Record extracts:
Segment Open

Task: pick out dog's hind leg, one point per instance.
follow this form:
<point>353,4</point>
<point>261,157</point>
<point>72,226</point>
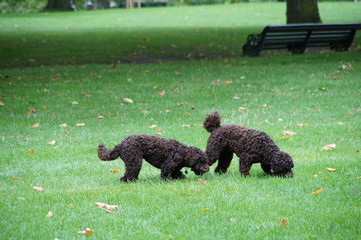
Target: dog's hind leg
<point>224,161</point>
<point>132,168</point>
<point>266,168</point>
<point>245,164</point>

Segment Closed

Required action:
Return each record as written, minus its images.

Exercise output:
Task: pick out dog's hind leg, one point per instance.
follow this form:
<point>353,4</point>
<point>261,157</point>
<point>72,226</point>
Target: dog's hind leg
<point>224,161</point>
<point>132,168</point>
<point>266,168</point>
<point>245,164</point>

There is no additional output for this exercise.